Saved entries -
+===+
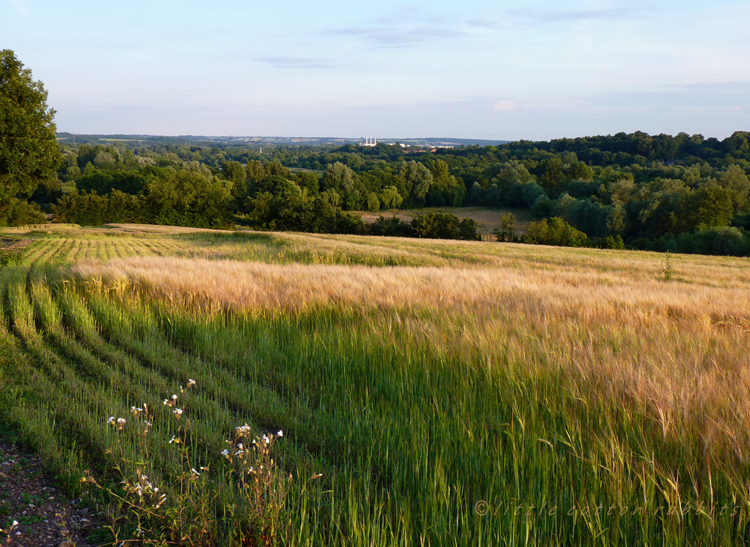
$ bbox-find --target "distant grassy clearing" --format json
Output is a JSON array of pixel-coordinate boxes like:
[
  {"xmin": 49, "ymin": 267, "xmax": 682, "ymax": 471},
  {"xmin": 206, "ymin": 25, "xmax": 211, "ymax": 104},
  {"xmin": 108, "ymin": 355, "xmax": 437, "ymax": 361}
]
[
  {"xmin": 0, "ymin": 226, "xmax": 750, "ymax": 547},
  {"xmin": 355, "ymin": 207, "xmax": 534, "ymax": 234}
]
+===+
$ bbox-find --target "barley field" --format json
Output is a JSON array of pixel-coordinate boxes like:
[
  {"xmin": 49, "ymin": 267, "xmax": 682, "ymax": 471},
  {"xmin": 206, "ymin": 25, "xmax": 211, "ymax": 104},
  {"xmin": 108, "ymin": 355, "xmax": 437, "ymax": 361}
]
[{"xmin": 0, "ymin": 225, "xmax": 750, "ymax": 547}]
+===+
Exercise aim - Please collect each line in the listing above that contains the string "format" and copy those lines out in full.

Exercise solution -
$ bbox-find --target "distant grassy clearing" --format json
$ bbox-find --target "barley field" --format json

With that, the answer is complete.